» **Görev 1**:
Aşağıdaki CHP ve Kanaltürk haberinden "CHP yasaları ihlal" sözcükleriyle başlayıp "kapatma davası açmıyor." sözcükleri de dahil olmak üzere o noktaya kadar uzanan bölümü hiçbir değişiklik yapmadan çıkar.

» **Okuma metni**:
* * * * * * * * *
Sosyalist İşçi 322 (25 Nisan 2008)

 

Sayfa 2 :


CHP yasaları ihlal ediyor:
Kanaltürk’e 4 milyon aktardılar, faturası yok
Otomatiğe bağlanmış gibi kapatma davası açan Anayasa Mahkemesi CHP'nin ilgili maddeye dair pek çok ihlali olmasına rağmen kapatma davası açmıyor.
Maliye Kanaltürk'ün hesaplarını incelerken CHP tarafından gönderilmiş 4 milyon 102 bin YTL kayıtla karşılaştı. Bu paranın ancak 4 de birini ait fatura bilgisine ulaşıldı diğer kısmı için ise herhangi bir fatura bilgisi bulunmuyor. Bu durumda CHP Kanaltürk'ün ortağı haline gelmiş oluyor. Gelir İdaresi Daire Başkanlığı tarafından Anayasa Mahkemesi'ne ve ilgili savcılığa resmi yazı ulaştırıldı. Ayrıca Maliye bakanlığı Yargıtay Cumhuriyet Başsavcılığı'na gerekli evrakları ulaştırdı. Buna benzer 5 kayıt dışı para transferi gerçekleştirildi.
Kimse yanlış anlamasın muradımız ve derdimiz niye CHP kapatılmıyor, kapatılsın demek değil, ama var olan çifte standardı anlamakta zorlanıyoruz.
Bir yandan yaprak kıpırdasa birilerine kapatılma davası açılırken, diğer yandan ortada olan bir duruma karşı ses çıkmıyor olması ister istemez çifte standardı düşündürüyor. Bunun ötesinde, yargının bağımsız mıdır sorusunu da bilmem kaçıncı kere sorduruyor.
* * * * * * * * *
» **Görev 2**:
Aşağıdaki kayıtlarda "Target: blue sky" ifadesini içeren satırdan "x=673 y=114" ifadesini içeren satıra kadar, bu iki satır da dahil olmak üzere tüm satırları hiç değiştirmeden kopyala. Yalnızca bu satırları ver.

» **Listelenen kayıtlar**:
* * * * * * * * *
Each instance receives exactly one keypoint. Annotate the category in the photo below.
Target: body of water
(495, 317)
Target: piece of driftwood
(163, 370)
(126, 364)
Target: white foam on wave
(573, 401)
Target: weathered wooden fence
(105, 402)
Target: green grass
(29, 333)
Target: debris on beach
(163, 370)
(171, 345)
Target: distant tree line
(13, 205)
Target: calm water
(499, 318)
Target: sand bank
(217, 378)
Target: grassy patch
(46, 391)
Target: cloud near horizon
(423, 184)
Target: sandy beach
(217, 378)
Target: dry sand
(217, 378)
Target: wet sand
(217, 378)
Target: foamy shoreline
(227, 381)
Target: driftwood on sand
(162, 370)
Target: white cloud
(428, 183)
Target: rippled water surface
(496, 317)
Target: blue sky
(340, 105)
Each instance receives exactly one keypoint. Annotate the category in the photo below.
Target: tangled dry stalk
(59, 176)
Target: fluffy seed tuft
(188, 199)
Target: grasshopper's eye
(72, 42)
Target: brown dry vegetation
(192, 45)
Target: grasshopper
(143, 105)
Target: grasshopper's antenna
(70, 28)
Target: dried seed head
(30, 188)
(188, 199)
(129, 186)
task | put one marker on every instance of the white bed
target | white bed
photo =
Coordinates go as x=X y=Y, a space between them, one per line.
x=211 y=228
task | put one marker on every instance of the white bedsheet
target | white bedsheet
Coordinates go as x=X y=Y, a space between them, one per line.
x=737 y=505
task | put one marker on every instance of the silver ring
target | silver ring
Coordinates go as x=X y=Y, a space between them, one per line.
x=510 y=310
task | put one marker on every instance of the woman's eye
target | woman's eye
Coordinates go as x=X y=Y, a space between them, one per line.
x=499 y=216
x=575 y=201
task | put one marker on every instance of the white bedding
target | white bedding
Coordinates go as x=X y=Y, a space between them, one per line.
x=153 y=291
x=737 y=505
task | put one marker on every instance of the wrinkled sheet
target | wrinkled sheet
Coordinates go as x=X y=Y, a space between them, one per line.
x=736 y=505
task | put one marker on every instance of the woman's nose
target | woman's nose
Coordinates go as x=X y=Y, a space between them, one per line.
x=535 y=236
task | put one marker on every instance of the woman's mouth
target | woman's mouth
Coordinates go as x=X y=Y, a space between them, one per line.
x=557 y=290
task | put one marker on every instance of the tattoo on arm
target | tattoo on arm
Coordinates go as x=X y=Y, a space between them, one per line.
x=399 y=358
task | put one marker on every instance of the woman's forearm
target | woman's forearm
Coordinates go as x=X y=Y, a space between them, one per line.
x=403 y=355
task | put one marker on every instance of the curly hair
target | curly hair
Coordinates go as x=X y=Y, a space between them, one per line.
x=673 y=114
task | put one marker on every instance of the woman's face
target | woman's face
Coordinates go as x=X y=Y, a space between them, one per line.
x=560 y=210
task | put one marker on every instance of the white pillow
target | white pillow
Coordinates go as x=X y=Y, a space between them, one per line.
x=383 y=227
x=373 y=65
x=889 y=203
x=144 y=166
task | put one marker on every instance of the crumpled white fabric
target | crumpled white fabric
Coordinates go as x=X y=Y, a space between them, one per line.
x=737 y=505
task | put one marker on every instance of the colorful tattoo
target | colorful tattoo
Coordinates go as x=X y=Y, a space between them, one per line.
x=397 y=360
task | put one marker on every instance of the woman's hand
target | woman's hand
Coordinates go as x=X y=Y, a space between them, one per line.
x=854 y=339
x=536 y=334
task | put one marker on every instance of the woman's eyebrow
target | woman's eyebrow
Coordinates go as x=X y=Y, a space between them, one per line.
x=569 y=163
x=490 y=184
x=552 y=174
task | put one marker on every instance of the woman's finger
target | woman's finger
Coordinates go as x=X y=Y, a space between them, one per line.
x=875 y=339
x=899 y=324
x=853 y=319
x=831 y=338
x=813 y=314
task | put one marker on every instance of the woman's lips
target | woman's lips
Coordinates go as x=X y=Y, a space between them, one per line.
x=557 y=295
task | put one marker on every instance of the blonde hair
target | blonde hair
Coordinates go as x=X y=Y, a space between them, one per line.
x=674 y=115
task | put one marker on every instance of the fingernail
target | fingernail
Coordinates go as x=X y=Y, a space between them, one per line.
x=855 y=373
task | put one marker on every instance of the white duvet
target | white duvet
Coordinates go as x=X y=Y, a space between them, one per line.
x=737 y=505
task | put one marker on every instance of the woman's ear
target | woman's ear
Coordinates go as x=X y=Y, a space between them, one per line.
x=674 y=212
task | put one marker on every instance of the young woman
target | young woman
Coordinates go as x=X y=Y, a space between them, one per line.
* * * * * * * * *
» **Nihai yanıt 1**:
CHP yasaları ihlal ediyor:
Kanaltürk’e 4 milyon aktardılar, faturası yok
Otomatiğe bağlanmış gibi kapatma davası açan Anayasa Mahkemesi CHP'nin ilgili maddeye dair pek çok ihlali olmasına rağmen kapatma davası açmıyor.

» **Nihai yanıt 2**:
Target: blue sky
(340, 105)
Each instance receives exactly one keypoint. Annotate the category in the photo below.
Target: tangled dry stalk
(59, 176)
Target: fluffy seed tuft
(188, 199)
Target: grasshopper's eye
(72, 42)
Target: brown dry vegetation
(192, 45)
Target: grasshopper
(143, 105)
Target: grasshopper's antenna
(70, 28)
Target: dried seed head
(30, 188)
(188, 199)
(129, 186)
task | put one marker on every instance of the white bed
target | white bed
photo =
Coordinates go as x=X y=Y, a space between them, one per line.
x=211 y=228
task | put one marker on every instance of the white bedsheet
target | white bedsheet
Coordinates go as x=X y=Y, a space between them, one per line.
x=737 y=505
task | put one marker on every instance of the silver ring
target | silver ring
Coordinates go as x=X y=Y, a space between them, one per line.
x=510 y=310
task | put one marker on every instance of the woman's eye
target | woman's eye
Coordinates go as x=X y=Y, a space between them, one per line.
x=499 y=216
x=575 y=201
task | put one marker on every instance of the white bedding
target | white bedding
Coordinates go as x=X y=Y, a space between them, one per line.
x=153 y=291
x=737 y=505
task | put one marker on every instance of the wrinkled sheet
target | wrinkled sheet
Coordinates go as x=X y=Y, a space between them, one per line.
x=736 y=505
task | put one marker on every instance of the woman's nose
target | woman's nose
Coordinates go as x=X y=Y, a space between them, one per line.
x=535 y=236
task | put one marker on every instance of the woman's mouth
target | woman's mouth
Coordinates go as x=X y=Y, a space between them, one per line.
x=557 y=290
task | put one marker on every instance of the tattoo on arm
target | tattoo on arm
Coordinates go as x=X y=Y, a space between them, one per line.
x=399 y=358
task | put one marker on every instance of the woman's forearm
target | woman's forearm
Coordinates go as x=X y=Y, a space between them, one per line.
x=403 y=355
task | put one marker on every instance of the curly hair
target | curly hair
Coordinates go as x=X y=Y, a space between them, one per line.
x=673 y=114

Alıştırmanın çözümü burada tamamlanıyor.